#### ANGEZEIGTER TEXT:
+ + +

War Julian Bream also wirklich „the instrument’s postwar pioneer“, wie Stuart Jeffries in seinem Guardian-Interview meint? Wollte er vielleicht das Instrument sogar reformieren, es zukunftstauglich machen?

Er war nicht der Erste, der eine Renaissance der Laute anstrebte und es gab auch schon „ernsthafte“ Lautenisten, als Julian Bream mit dem Instrument bekannt gemacht wurde. In Deutschland war zum Beispiel Walter Gerwig (1899—1966) tätig, seine Schüler Eugen Dombois (*1935) und Michael Schäffer (1937—1978) wurden wenig später aktiv. Auch in England wurde schon „historische Laute“ gespielt … vielleicht gerade dort: An Arnold Dolmetsch (1858—1940) muss niemand erinnern, auch nicht an die große Diana Poulton (1903—1995), die Begründerin der Dowland-Forschung, oder an Desmond Dupré (1916—1974), den Lautenisten des Deller-Consorts, und Robert Spencer (1932—1997), den großen Sammler, Wissenschaftler und Musiker. Dupré und Bob Spencer haben mit Bream zusammen im Julian Bream Consort [CD-38] gespielt … und mir kann niemand sagen, dass Breams blecherner Ton auf der Laute, sein harscher und penetranter Gitarrenanschlag auf diesem eigentlich zarten, fragilen Instrument und sein Herausknallen von divisions und Verzierungen nicht den einen oder anderen dieser Kollegen mächtig gestört haben. Ich will Julian Bream nicht decouvrieren, weil er verfügbare Erkenntnisse über historische Aufführungspraktiken schlichtweg ignoriert hat … aber sein Spiel von Laute, Vihuela und Barockgitarre war, bei allem Respekt, völlig unangemessen.

+ + +

#### QUELLENMATERIAL:

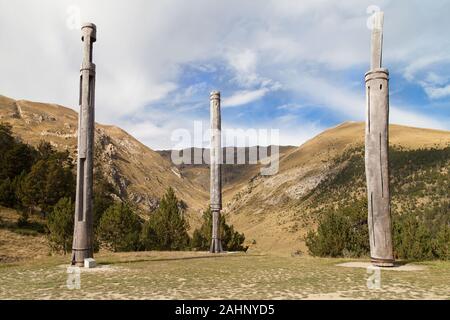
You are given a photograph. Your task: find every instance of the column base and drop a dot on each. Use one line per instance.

+ + +

#### AUFGABEN:
A – Nenne alle Personen, deren Lebensdaten im Text über Julian Bream in Klammern angegeben sind.
B – Gib den Abschnitt des Textes über Julian Bream von „War Julian Bream“ bis einschließlich „es zukunftstauglich machen?“ wortgetreu wieder.

#### ANTWORTEN NACH NUMMER:
A – Walter Gerwig, Eugen Dombois, Michael Schäffer, Arnold Dolmetsch, Diana Poulton, Desmond Dupré, Robert Spencer

B –
War Julian Bream also wirklich „the instrument’s postwar pioneer“, wie Stuart Jeffries in seinem Guardian-Interview meint? Wollte er vielleicht das Instrument sogar reformieren, es zukunftstauglich machen?